QUESTIONS À TRAITER:
a) Reproduisez fidèlement le passage du texte sur l'agriculture urbaine qui va de « VERS DES VILLES » jusqu'à « de déchets, etc. » inclus.
b) Les affirmations suivantes concordent-elles avec le texte sur l'agriculture urbaine ? Répondez à chacune par oui ou par non et citez les mots du texte qui tranchent. (i) La FAO réserve l'agriculture urbaine aux seules productions à vocation alimentaire. (ii) L'étude porte sur des fermes urbaines de la métropole lyonnaise. (iii) Les faibles surfaces cultivables comptent parmi les limites propres aux villes.

TEXTE SUPPORT:
-- -- --

VERS DES VILLES PLUS NOURRICIÈRES ET PLUS VERTES

L’Organisation des Nations unies pour l’alimentation et l’agriculture (FAO) définit l’agriculture urbaine et périurbaine comme la culture de plantes et l’élevage d’animaux, à vocation alimentaire ou non, à l’intérieur et aux alentours des villes. L’agriculture urbaine se caractérise d’abord par une diversité de fonctions : valorisation d’espaces interstitiels inoccupés (friches, toits), contribution à la résilience des villes face au changement climatique (îlots de fraîcheur, murs végétaux), renforcement du lien social (jardins partagés), création d’emplois, recyclage de déchets, etc.

Alors que des études [1] soulignent l’incapacité de ce type d’agriculture à répondre aux besoins des villes, quels services ou bénéfices peuvent fournir les fermes urbaines ? À l’heure d’une large prise de conscience des enjeux liés au changement climatique [2] et du déploiement des plans alimentaires territoriaux (PAT), et compte tenu des limites inhérentes aux villes (faibles surfaces cultivables, pollutions), quelles innovations dans le champ de l’agriculture urbaine peuvent contribuer à la résilience des villes ou renforcer la durabilité des systèmes alimentaires ?

Cette étude explore différents modèles de fermes urbaines et leurs innovations déployées dans la métropole lyonnaise en interrogeant leurs contributions à la durabilité et leur potentiel d’essaimage sur d’autres territoires. Lyon est un observatoire pertinent par sa stratégie alimentaire ambitieuse avec de nombreux projets d’agriculture urbaine. Un urbaniste, un maraîcher, une ferme verticale et une municipalité de cette métropole nous éclairent sur les bénéfices et les limites de leurs innovations.

-- -- --

EXTRAITS DE DONNÉES:
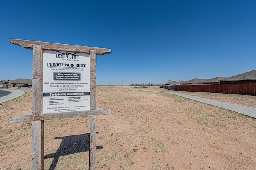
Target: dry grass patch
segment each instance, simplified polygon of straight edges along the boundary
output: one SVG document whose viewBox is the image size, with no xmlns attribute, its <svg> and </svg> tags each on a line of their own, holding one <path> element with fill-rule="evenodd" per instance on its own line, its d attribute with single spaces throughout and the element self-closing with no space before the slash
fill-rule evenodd
<svg viewBox="0 0 256 170">
<path fill-rule="evenodd" d="M 254 119 L 181 97 L 129 88 L 97 88 L 97 108 L 112 113 L 97 118 L 98 169 L 256 166 Z M 8 122 L 31 112 L 32 103 L 27 101 L 31 100 L 31 93 L 26 93 L 0 104 L 0 169 L 31 168 L 31 123 Z M 88 169 L 89 125 L 86 117 L 45 121 L 46 169 Z"/>
</svg>

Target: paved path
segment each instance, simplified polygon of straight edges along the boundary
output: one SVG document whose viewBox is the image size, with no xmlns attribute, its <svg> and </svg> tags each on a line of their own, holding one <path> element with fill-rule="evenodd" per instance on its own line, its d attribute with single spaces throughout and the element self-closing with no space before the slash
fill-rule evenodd
<svg viewBox="0 0 256 170">
<path fill-rule="evenodd" d="M 0 103 L 18 98 L 25 94 L 22 90 L 0 88 Z"/>
<path fill-rule="evenodd" d="M 202 103 L 206 103 L 207 104 L 219 107 L 220 107 L 224 108 L 228 110 L 239 113 L 246 116 L 256 118 L 256 108 L 255 108 L 244 106 L 239 105 L 238 104 L 226 103 L 223 102 L 218 101 L 210 99 L 206 99 L 205 98 L 200 98 L 199 97 L 196 97 L 194 96 L 188 95 L 187 94 L 181 94 L 178 93 L 159 92 L 158 91 L 144 90 L 140 89 L 133 89 L 132 88 L 130 88 L 129 89 L 146 91 L 147 92 L 158 92 L 159 93 L 168 93 L 169 94 L 174 94 L 175 95 L 177 95 L 184 98 L 192 99 Z"/>
</svg>

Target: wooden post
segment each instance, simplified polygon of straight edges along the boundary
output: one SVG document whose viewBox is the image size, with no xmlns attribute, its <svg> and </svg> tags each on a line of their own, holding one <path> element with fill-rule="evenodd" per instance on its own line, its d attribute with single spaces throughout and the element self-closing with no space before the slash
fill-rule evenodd
<svg viewBox="0 0 256 170">
<path fill-rule="evenodd" d="M 32 169 L 44 169 L 44 120 L 90 116 L 90 169 L 97 169 L 96 156 L 97 115 L 111 114 L 110 110 L 96 107 L 96 55 L 109 54 L 111 49 L 55 43 L 11 39 L 11 43 L 33 49 L 33 97 L 32 113 L 18 116 L 10 123 L 32 121 Z M 43 50 L 89 53 L 90 110 L 43 113 Z"/>
<path fill-rule="evenodd" d="M 90 51 L 90 110 L 96 109 L 96 51 Z M 97 169 L 96 116 L 90 117 L 90 170 Z"/>
<path fill-rule="evenodd" d="M 42 49 L 33 45 L 32 113 L 41 113 L 42 107 Z M 44 121 L 32 122 L 32 166 L 33 170 L 44 169 Z"/>
</svg>

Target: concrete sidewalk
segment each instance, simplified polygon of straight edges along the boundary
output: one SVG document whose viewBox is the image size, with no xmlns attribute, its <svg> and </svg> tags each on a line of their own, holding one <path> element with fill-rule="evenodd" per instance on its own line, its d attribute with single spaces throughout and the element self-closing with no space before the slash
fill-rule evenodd
<svg viewBox="0 0 256 170">
<path fill-rule="evenodd" d="M 0 88 L 0 103 L 18 98 L 25 94 L 25 92 L 13 89 Z"/>
<path fill-rule="evenodd" d="M 235 111 L 236 112 L 239 113 L 241 113 L 246 116 L 256 118 L 256 108 L 255 108 L 244 106 L 242 105 L 239 105 L 238 104 L 226 103 L 223 102 L 218 101 L 210 99 L 206 99 L 205 98 L 200 98 L 199 97 L 196 97 L 194 96 L 188 95 L 187 94 L 181 94 L 178 93 L 159 92 L 158 91 L 144 90 L 140 89 L 133 89 L 132 88 L 130 88 L 129 89 L 174 94 L 175 95 L 179 96 L 180 96 L 192 99 L 202 103 L 206 103 L 211 105 L 219 107 L 229 110 Z"/>
</svg>

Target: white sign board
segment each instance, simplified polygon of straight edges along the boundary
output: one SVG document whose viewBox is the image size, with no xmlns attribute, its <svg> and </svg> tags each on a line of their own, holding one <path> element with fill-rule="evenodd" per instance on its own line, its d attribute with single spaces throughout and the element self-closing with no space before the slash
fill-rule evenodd
<svg viewBox="0 0 256 170">
<path fill-rule="evenodd" d="M 44 50 L 43 113 L 90 110 L 89 54 Z"/>
</svg>

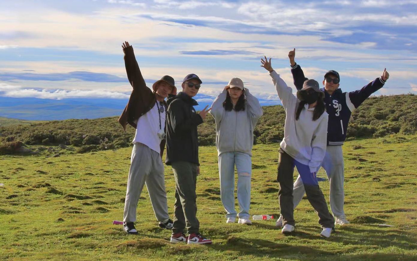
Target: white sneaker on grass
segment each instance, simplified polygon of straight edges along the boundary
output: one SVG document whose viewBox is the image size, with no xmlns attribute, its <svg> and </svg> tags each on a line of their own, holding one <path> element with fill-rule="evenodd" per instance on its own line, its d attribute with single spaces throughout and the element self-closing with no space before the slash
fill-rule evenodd
<svg viewBox="0 0 417 261">
<path fill-rule="evenodd" d="M 239 221 L 237 223 L 244 225 L 252 225 L 252 221 L 248 218 L 239 218 Z"/>
<path fill-rule="evenodd" d="M 323 229 L 323 231 L 320 233 L 320 235 L 324 238 L 329 238 L 333 230 L 333 229 L 332 228 L 324 228 Z"/>
<path fill-rule="evenodd" d="M 277 220 L 275 223 L 275 226 L 279 228 L 282 227 L 282 216 L 280 215 L 279 218 Z"/>
<path fill-rule="evenodd" d="M 284 227 L 282 228 L 281 232 L 283 234 L 289 234 L 294 232 L 295 230 L 295 227 L 289 224 L 286 224 Z"/>
<path fill-rule="evenodd" d="M 345 215 L 334 217 L 335 225 L 340 225 L 340 226 L 343 226 L 344 225 L 346 225 L 350 223 L 350 222 L 347 221 L 347 220 L 346 219 L 346 215 Z"/>
</svg>

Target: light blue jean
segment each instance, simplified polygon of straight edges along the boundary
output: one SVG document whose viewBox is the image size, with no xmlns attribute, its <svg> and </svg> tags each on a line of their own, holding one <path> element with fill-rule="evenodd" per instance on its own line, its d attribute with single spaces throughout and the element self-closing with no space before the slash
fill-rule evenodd
<svg viewBox="0 0 417 261">
<path fill-rule="evenodd" d="M 235 210 L 234 166 L 237 170 L 237 200 L 240 211 Z M 251 178 L 252 158 L 250 155 L 239 152 L 223 152 L 219 156 L 220 176 L 220 197 L 227 213 L 226 218 L 249 218 L 251 204 Z"/>
</svg>

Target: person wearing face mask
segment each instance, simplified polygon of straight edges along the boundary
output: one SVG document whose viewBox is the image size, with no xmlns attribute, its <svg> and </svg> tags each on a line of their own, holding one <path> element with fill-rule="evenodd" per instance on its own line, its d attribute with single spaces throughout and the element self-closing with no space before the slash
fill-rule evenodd
<svg viewBox="0 0 417 261">
<path fill-rule="evenodd" d="M 301 66 L 294 61 L 295 48 L 288 54 L 291 65 L 291 73 L 294 84 L 297 90 L 302 88 L 307 79 Z M 335 219 L 335 225 L 349 223 L 346 218 L 343 205 L 344 192 L 344 166 L 342 145 L 346 138 L 347 126 L 352 112 L 359 106 L 371 94 L 382 88 L 389 77 L 386 69 L 380 77 L 364 86 L 360 90 L 343 92 L 339 88 L 340 77 L 339 73 L 331 70 L 324 74 L 323 81 L 324 103 L 329 114 L 327 143 L 326 155 L 322 166 L 326 171 L 330 182 L 330 208 Z M 296 207 L 304 195 L 305 190 L 299 175 L 294 185 L 294 207 Z M 282 218 L 277 220 L 276 226 L 282 226 Z"/>
<path fill-rule="evenodd" d="M 159 226 L 172 228 L 168 215 L 162 154 L 165 146 L 164 129 L 166 102 L 169 94 L 176 94 L 173 79 L 162 77 L 152 85 L 146 83 L 138 65 L 133 47 L 123 43 L 128 79 L 133 88 L 129 101 L 118 121 L 126 131 L 128 124 L 136 129 L 128 177 L 123 227 L 129 234 L 137 234 L 136 221 L 138 202 L 143 185 L 146 185 L 152 208 Z"/>
<path fill-rule="evenodd" d="M 234 223 L 237 215 L 239 224 L 251 225 L 249 208 L 254 128 L 263 114 L 262 108 L 258 99 L 244 88 L 243 81 L 234 78 L 214 100 L 210 113 L 216 122 L 220 198 L 227 212 L 226 223 Z M 235 210 L 235 165 L 239 214 Z"/>
<path fill-rule="evenodd" d="M 314 80 L 304 82 L 303 88 L 292 94 L 292 89 L 272 68 L 271 58 L 261 59 L 261 66 L 269 72 L 278 96 L 285 110 L 284 137 L 280 144 L 277 180 L 283 233 L 295 230 L 293 203 L 293 180 L 296 167 L 305 188 L 307 198 L 319 215 L 323 229 L 320 236 L 328 238 L 334 227 L 324 196 L 316 175 L 326 152 L 328 115 L 325 111 L 324 93 Z"/>
</svg>

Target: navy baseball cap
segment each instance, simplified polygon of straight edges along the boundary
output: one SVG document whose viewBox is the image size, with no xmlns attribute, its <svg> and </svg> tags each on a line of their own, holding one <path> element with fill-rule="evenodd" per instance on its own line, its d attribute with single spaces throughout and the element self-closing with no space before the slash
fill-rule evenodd
<svg viewBox="0 0 417 261">
<path fill-rule="evenodd" d="M 186 81 L 188 81 L 188 80 L 191 80 L 191 79 L 197 79 L 198 80 L 198 81 L 200 82 L 200 84 L 203 83 L 203 82 L 200 79 L 198 76 L 197 76 L 197 74 L 194 74 L 194 73 L 190 73 L 187 76 L 184 77 L 184 80 L 183 81 L 183 83 Z"/>
<path fill-rule="evenodd" d="M 324 74 L 324 78 L 325 78 L 326 76 L 329 74 L 333 74 L 333 75 L 334 75 L 337 77 L 338 79 L 339 79 L 339 81 L 340 81 L 340 76 L 339 75 L 339 73 L 336 71 L 334 70 L 330 70 L 330 71 L 328 71 L 326 73 L 326 74 Z"/>
</svg>

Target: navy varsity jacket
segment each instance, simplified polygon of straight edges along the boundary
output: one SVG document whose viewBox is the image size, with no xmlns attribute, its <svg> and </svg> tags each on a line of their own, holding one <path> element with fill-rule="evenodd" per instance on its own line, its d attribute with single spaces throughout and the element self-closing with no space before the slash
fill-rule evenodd
<svg viewBox="0 0 417 261">
<path fill-rule="evenodd" d="M 297 64 L 291 66 L 291 73 L 296 88 L 297 90 L 301 90 L 304 81 L 308 79 L 304 76 L 301 67 Z M 377 78 L 360 90 L 342 92 L 342 90 L 338 88 L 332 95 L 327 93 L 324 87 L 322 88 L 324 92 L 326 110 L 329 114 L 327 145 L 343 144 L 352 111 L 371 94 L 382 88 L 385 83 L 380 78 Z"/>
</svg>

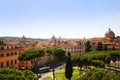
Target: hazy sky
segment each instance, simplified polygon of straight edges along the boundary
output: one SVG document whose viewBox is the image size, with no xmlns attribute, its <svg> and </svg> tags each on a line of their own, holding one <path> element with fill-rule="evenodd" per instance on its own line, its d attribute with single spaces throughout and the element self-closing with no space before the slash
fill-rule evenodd
<svg viewBox="0 0 120 80">
<path fill-rule="evenodd" d="M 120 36 L 120 0 L 0 0 L 0 36 Z"/>
</svg>

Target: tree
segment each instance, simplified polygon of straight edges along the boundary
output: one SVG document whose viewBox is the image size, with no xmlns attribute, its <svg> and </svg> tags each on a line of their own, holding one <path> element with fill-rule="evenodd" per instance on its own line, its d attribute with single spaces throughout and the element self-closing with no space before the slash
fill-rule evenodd
<svg viewBox="0 0 120 80">
<path fill-rule="evenodd" d="M 72 68 L 72 61 L 71 61 L 71 54 L 68 52 L 68 57 L 66 59 L 66 66 L 65 66 L 65 77 L 70 80 L 72 78 L 73 68 Z"/>
<path fill-rule="evenodd" d="M 119 80 L 119 75 L 101 68 L 93 68 L 78 80 Z"/>
<path fill-rule="evenodd" d="M 115 46 L 112 47 L 112 50 L 115 50 Z"/>
<path fill-rule="evenodd" d="M 85 52 L 90 52 L 90 51 L 91 51 L 90 41 L 87 41 L 85 45 Z"/>
<path fill-rule="evenodd" d="M 97 51 L 102 51 L 103 50 L 102 42 L 98 42 L 96 50 Z"/>
<path fill-rule="evenodd" d="M 108 47 L 107 45 L 104 46 L 104 50 L 107 51 L 108 50 Z"/>
<path fill-rule="evenodd" d="M 53 80 L 55 80 L 55 64 L 58 62 L 63 62 L 65 60 L 65 51 L 61 48 L 51 48 L 47 50 L 47 54 L 50 56 L 52 71 L 53 71 Z"/>
<path fill-rule="evenodd" d="M 0 68 L 0 80 L 38 80 L 38 78 L 28 70 Z"/>
</svg>

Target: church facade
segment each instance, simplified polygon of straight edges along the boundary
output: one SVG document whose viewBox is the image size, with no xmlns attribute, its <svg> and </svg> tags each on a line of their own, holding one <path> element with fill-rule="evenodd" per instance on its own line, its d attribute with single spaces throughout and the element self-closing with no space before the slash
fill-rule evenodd
<svg viewBox="0 0 120 80">
<path fill-rule="evenodd" d="M 115 33 L 109 28 L 104 37 L 95 37 L 91 39 L 92 50 L 95 50 L 98 42 L 102 42 L 103 48 L 107 46 L 108 50 L 120 50 L 120 37 L 115 36 Z"/>
</svg>

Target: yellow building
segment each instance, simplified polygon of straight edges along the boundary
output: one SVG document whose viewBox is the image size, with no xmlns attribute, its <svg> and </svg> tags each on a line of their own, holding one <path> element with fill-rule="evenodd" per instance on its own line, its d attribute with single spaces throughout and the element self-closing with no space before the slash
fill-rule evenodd
<svg viewBox="0 0 120 80">
<path fill-rule="evenodd" d="M 24 51 L 20 46 L 5 44 L 0 40 L 0 68 L 18 68 L 18 55 Z"/>
<path fill-rule="evenodd" d="M 105 33 L 105 37 L 95 37 L 91 39 L 92 50 L 95 50 L 98 42 L 102 42 L 103 47 L 107 46 L 108 50 L 112 50 L 114 47 L 116 50 L 120 50 L 120 37 L 115 36 L 115 33 L 109 28 Z"/>
</svg>

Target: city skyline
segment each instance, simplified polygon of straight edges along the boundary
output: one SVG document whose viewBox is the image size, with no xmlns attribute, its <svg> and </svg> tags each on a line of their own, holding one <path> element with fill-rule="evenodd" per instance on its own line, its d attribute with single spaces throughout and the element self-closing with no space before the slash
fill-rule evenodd
<svg viewBox="0 0 120 80">
<path fill-rule="evenodd" d="M 31 38 L 120 36 L 118 0 L 0 1 L 0 36 Z"/>
</svg>

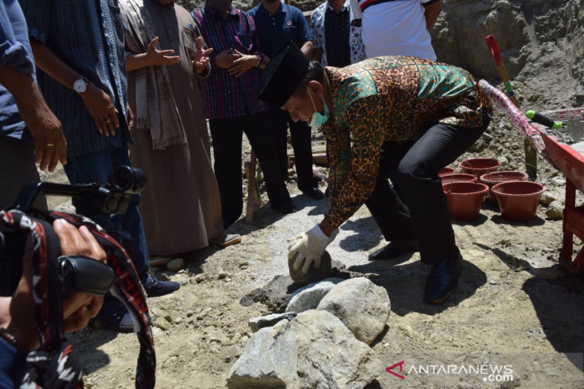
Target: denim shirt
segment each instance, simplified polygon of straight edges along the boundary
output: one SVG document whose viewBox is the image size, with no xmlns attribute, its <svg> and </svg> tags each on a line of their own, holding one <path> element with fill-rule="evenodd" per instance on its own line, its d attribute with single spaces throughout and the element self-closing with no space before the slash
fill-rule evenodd
<svg viewBox="0 0 584 389">
<path fill-rule="evenodd" d="M 68 157 L 77 157 L 133 142 L 126 121 L 127 78 L 118 0 L 20 0 L 29 34 L 109 96 L 120 128 L 106 137 L 77 92 L 41 70 L 39 86 L 63 125 Z"/>
<path fill-rule="evenodd" d="M 5 66 L 34 77 L 34 64 L 26 22 L 16 0 L 0 2 L 0 68 Z M 16 99 L 0 84 L 1 136 L 32 141 L 18 113 Z"/>
</svg>

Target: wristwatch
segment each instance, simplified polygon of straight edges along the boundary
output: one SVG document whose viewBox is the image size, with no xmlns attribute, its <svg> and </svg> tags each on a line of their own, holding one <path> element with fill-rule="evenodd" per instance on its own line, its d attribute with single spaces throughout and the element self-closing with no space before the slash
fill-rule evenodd
<svg viewBox="0 0 584 389">
<path fill-rule="evenodd" d="M 82 77 L 73 83 L 73 90 L 78 93 L 82 93 L 87 89 L 87 85 L 88 83 L 89 83 L 89 80 L 85 77 Z"/>
</svg>

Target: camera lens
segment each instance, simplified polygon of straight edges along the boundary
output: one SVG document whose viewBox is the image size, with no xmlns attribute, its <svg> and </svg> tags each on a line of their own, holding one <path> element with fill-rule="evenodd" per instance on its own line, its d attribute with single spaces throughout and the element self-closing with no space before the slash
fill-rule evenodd
<svg viewBox="0 0 584 389">
<path fill-rule="evenodd" d="M 120 166 L 108 177 L 107 181 L 117 192 L 140 193 L 146 186 L 146 173 L 137 167 Z"/>
</svg>

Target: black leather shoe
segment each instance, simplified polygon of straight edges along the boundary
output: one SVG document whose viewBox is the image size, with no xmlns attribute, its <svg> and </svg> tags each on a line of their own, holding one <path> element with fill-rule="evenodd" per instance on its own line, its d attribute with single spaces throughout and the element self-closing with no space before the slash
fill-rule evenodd
<svg viewBox="0 0 584 389">
<path fill-rule="evenodd" d="M 432 265 L 426 279 L 424 299 L 430 304 L 442 304 L 454 293 L 458 283 L 463 256 L 458 248 L 451 257 Z"/>
<path fill-rule="evenodd" d="M 272 209 L 277 211 L 279 212 L 284 213 L 292 213 L 296 212 L 296 207 L 294 206 L 292 200 L 280 204 L 272 204 Z"/>
<path fill-rule="evenodd" d="M 315 200 L 320 200 L 325 197 L 325 195 L 322 194 L 322 192 L 321 192 L 318 188 L 312 188 L 310 190 L 303 191 L 302 192 L 307 196 L 312 197 Z"/>
<path fill-rule="evenodd" d="M 369 255 L 370 261 L 383 261 L 392 260 L 406 253 L 415 253 L 420 251 L 420 244 L 417 238 L 411 238 L 404 240 L 397 240 L 374 254 Z"/>
</svg>

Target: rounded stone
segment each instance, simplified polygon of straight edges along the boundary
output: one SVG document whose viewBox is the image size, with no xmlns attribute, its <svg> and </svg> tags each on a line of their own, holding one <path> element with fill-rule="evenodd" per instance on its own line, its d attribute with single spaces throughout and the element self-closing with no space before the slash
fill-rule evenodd
<svg viewBox="0 0 584 389">
<path fill-rule="evenodd" d="M 299 285 L 307 285 L 309 283 L 317 282 L 331 277 L 332 274 L 332 261 L 330 254 L 327 251 L 325 251 L 321 257 L 320 267 L 315 268 L 314 262 L 312 262 L 306 274 L 302 272 L 301 266 L 298 270 L 294 270 L 294 262 L 296 259 L 294 257 L 291 260 L 288 260 L 288 269 L 290 277 Z"/>
</svg>

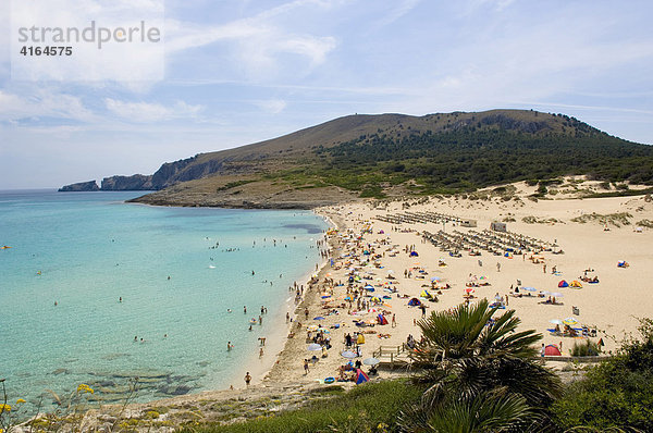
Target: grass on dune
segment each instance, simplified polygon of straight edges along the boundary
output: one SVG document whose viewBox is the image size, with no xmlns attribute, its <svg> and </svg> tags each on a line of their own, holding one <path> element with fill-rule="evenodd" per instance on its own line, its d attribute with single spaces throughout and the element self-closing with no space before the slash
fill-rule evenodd
<svg viewBox="0 0 653 433">
<path fill-rule="evenodd" d="M 186 433 L 390 432 L 402 409 L 419 400 L 422 389 L 409 381 L 384 381 L 357 386 L 329 400 L 231 425 L 187 428 Z"/>
</svg>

-- -- --

RÉPONSES AUX QUESTIONS:
a)
VERS DES VILLES PLUS NOURRICIÈRES ET PLUS VERTES

L’Organisation des Nations unies pour l’alimentation et l’agriculture (FAO) définit l’agriculture urbaine et périurbaine comme la culture de plantes et l’élevage d’animaux, à vocation alimentaire ou non, à l’intérieur et aux alentours des villes. L’agriculture urbaine se caractérise d’abord par une diversité de fonctions : valorisation d’espaces interstitiels inoccupés (friches, toits), contribution à la résilience des villes face au changement climatique (îlots de fraîcheur, murs végétaux), renforcement du lien social (jardins partagés), création d’emplois, recyclage de déchets, etc.

b)
(i) Non : « à vocation alimentaire ou non ».
(ii) Oui : « différents modèles de fermes urbaines et leurs innovations déployées dans la métropole lyonnaise ».
(iii) Oui : « limites inhérentes aux villes (faibles surfaces cultivables, pollutions) ».